What to work on — Transcribe the records in full, keeping every character as it is.

Data supplied —
○ ○ ○

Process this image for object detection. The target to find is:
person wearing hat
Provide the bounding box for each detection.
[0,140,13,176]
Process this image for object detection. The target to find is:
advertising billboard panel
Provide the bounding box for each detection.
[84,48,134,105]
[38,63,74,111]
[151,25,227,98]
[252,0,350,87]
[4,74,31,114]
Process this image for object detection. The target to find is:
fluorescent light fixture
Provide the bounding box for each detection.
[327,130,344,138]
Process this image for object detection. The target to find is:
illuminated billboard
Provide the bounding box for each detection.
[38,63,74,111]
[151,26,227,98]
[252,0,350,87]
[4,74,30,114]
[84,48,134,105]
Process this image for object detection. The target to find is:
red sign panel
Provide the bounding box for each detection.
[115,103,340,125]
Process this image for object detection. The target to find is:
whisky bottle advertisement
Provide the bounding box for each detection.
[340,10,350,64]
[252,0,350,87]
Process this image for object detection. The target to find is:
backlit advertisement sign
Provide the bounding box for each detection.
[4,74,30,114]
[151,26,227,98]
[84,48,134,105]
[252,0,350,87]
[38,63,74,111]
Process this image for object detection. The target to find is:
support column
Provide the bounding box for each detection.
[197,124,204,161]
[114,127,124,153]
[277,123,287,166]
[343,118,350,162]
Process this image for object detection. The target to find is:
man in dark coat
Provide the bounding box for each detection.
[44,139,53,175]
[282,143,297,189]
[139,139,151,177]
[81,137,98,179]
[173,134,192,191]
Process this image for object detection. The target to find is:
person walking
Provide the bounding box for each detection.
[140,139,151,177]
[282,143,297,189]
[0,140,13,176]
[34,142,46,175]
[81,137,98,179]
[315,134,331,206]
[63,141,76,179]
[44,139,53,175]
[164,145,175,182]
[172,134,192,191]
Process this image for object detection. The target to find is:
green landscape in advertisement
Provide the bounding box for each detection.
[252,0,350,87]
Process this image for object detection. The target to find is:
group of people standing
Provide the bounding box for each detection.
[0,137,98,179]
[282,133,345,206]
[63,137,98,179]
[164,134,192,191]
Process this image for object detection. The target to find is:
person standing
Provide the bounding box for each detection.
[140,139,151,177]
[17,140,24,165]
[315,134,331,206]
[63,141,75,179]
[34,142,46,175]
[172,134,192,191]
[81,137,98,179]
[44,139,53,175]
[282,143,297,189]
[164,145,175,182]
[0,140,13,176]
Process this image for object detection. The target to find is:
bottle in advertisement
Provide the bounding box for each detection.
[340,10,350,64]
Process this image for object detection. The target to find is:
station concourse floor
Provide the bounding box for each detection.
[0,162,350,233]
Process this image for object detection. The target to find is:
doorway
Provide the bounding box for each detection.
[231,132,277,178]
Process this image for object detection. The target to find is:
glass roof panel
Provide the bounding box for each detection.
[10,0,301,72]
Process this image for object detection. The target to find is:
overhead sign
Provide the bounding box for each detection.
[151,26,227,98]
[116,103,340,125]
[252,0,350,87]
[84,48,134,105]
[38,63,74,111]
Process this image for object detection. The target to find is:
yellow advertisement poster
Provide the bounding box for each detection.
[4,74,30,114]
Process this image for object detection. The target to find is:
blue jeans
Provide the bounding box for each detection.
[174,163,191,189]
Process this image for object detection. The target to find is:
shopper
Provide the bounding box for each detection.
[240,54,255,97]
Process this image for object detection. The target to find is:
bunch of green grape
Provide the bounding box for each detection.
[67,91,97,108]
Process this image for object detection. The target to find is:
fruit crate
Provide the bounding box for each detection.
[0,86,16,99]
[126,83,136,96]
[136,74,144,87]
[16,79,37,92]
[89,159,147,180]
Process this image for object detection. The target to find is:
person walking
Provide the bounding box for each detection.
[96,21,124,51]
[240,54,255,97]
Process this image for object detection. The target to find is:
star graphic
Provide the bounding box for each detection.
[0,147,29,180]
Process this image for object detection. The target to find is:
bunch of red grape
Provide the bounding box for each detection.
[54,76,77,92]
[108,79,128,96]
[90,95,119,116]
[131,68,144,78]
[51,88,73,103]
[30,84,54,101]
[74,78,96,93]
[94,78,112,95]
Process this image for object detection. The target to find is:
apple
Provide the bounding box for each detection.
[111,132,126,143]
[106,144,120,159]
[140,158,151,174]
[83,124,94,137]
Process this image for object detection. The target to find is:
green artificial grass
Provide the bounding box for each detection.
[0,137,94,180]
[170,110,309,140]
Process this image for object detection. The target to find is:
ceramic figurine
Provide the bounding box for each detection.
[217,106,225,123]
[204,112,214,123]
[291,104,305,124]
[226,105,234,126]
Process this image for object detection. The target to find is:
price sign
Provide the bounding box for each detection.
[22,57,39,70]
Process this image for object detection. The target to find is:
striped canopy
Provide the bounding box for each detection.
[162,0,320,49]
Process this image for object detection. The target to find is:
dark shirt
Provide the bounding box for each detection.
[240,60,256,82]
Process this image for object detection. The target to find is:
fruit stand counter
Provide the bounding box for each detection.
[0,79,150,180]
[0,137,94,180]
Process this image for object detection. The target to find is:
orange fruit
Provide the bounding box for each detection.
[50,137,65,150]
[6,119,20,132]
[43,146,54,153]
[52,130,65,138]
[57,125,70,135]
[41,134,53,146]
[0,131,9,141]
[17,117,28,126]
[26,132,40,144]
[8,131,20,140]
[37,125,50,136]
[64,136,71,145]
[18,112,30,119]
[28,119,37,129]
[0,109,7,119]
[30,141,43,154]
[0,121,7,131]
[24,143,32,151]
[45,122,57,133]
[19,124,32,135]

○ ○ ○

Task result —
Process this image for object detection. The target to find is:
person wearing hat
Provide the bounding box for each detection.
[0,140,13,176]
Process this image for object detection. The target to find is:
advertising billboard panel
Provide the bounding box for each detection.
[84,48,134,105]
[38,63,74,111]
[151,25,227,98]
[252,0,350,87]
[4,74,31,114]
Process this image for object detection. The target to find is:
fluorescent light fixture
Provide the bounding box for each detection.
[327,130,344,138]
Process this image for object detection. The target to find is:
illuminated billboard
Provide the bounding box for each detection.
[38,63,74,111]
[151,26,227,98]
[252,0,350,87]
[4,74,30,114]
[84,48,134,105]
Process this image for object detection. The target to find is:
red sign panel
Provide the bounding box for each detection.
[115,103,340,125]
Process this image for object detection. The target to find is:
whisky bottle advertisement
Provide the bounding box for each detection.
[340,10,350,64]
[252,0,350,87]
Process this image for object detection. The target to find is:
backlit advertisement sign
Provide the bounding box for each detection.
[4,74,30,114]
[151,26,227,98]
[84,48,134,105]
[252,0,350,87]
[38,63,74,111]
Process this image for object detection. The target to find is:
support column
Provide the bounding box for each detection.
[197,124,204,161]
[114,127,124,153]
[277,123,287,166]
[343,118,350,162]
Process this image for object detection. The target to find is:
man in dark coat
Provide the bounding box for each detection.
[44,139,53,175]
[282,143,297,189]
[139,139,151,177]
[81,137,98,179]
[173,134,192,191]
Process this image for object detection. The target to find is:
person walking
Provide the bounding box for each detection.
[140,139,151,177]
[282,143,297,189]
[0,140,13,176]
[34,142,46,175]
[81,137,98,179]
[315,134,331,206]
[63,141,76,179]
[44,139,53,175]
[164,145,175,182]
[172,134,192,191]
Process this image for object detection. The target to find is:
green landscape in advertisement
Provide the bounding box for each detection.
[252,0,350,87]
Process this image for object detection. The target to find is:
group of people standing
Provide the bounding box for each detection.
[0,137,98,179]
[282,133,345,206]
[63,137,98,179]
[164,134,192,191]
Process this image for object detection. The target to find is:
person standing
Provide the bounding box for each detection.
[140,139,151,177]
[17,140,24,165]
[315,134,331,206]
[63,141,75,179]
[34,142,46,175]
[172,134,192,191]
[81,137,98,179]
[44,139,53,175]
[282,143,297,189]
[164,145,175,182]
[0,140,13,176]
Process this image for object detection. The target to find is:
bottle in advertisement
Provide the bounding box for each detection.
[340,10,350,64]
Process this image for object detection. The target to find is:
station concourse floor
Provide the bounding box for each detection.
[0,162,350,233]
Process this image for object detection. The target to find is:
doorway
Provide the bounding box for each detection.
[231,132,277,178]
Process this image for object detection. The target to find is:
glass roof panel
Provide the bounding box for each detection.
[10,0,301,72]
Process this image for object detection. The target to find is:
overhead sign
Provide the bounding box for each detection.
[151,26,227,98]
[116,103,340,125]
[252,0,350,87]
[84,48,134,105]
[38,63,74,111]
Process this image for object detection. The target to find is:
yellow advertisement poster
Provide the bounding box for each detection.
[4,74,30,114]
Process this image for object detection. The target to find is:
blue jeans
Provide the bounding box for each detection.
[174,163,191,189]
Process this image for object detection. The target to find is:
shopper
Provide the bounding box for each detection.
[240,54,255,97]
Process this image for object detection. The target to find is:
bunch of green grape
Provide the bounding box for each detection.
[67,91,97,108]
Process this image for object detection. The target to find is:
fruit crate
Provide the bounding box for each detection.
[0,86,16,99]
[126,83,136,96]
[136,74,144,87]
[16,79,37,92]
[89,159,147,180]
Process this image for object detection. The target to find is:
person walking
Provide the bounding box for each detection.
[96,21,124,51]
[240,54,255,97]
Process this image for object detection. The target to find is:
star graphic
Provide the bounding box for each detection.
[0,147,29,180]
Process this image for object detection. The target to find is:
bunch of red grape
Provide the bounding box for each detection.
[54,76,77,92]
[108,79,128,96]
[90,95,119,116]
[131,68,144,78]
[51,88,73,103]
[30,84,54,101]
[74,78,96,93]
[94,78,112,95]
Process this image for object detection. The target to find is:
apple
Provide the bounding box for each detection.
[111,132,126,143]
[106,144,120,159]
[140,158,151,174]
[83,124,94,137]
Process this image for object detection. The target to find is:
green artificial grass
Provide the bounding box for each detection.
[0,137,94,180]
[170,110,309,140]
Process this image for object detection. The target to find is:
ceramic figurine
Provide the bounding box for each detection.
[217,106,225,123]
[204,112,214,123]
[291,104,305,124]
[226,105,234,126]
Process this image for object detection. The target to find is:
price sign
Provide the bounding box for each detection.
[22,57,39,70]
Process this image for object detection. The target to find is:
striped canopy
Provide the bounding box for each detection.
[162,0,320,49]
Process this image for object detection. The target to find is:
dark shirt
Provide the bounding box for each detection.
[240,60,256,82]
Process this image for object detection. The target to find is:
fruit stand counter
Provide the bounding box for each detection.
[0,79,150,180]
[0,137,94,180]
Process this image for object detection. The target to find is:
orange fruit
Provide the bounding box for each detection.
[50,137,65,150]
[6,119,20,132]
[43,146,54,153]
[52,130,65,138]
[57,125,70,135]
[41,134,53,146]
[0,131,9,141]
[17,117,28,126]
[26,132,40,144]
[8,131,20,140]
[37,125,50,136]
[64,136,71,145]
[18,112,30,119]
[28,119,37,129]
[0,109,7,119]
[30,141,43,154]
[0,121,7,131]
[24,143,32,151]
[45,122,57,133]
[19,124,32,135]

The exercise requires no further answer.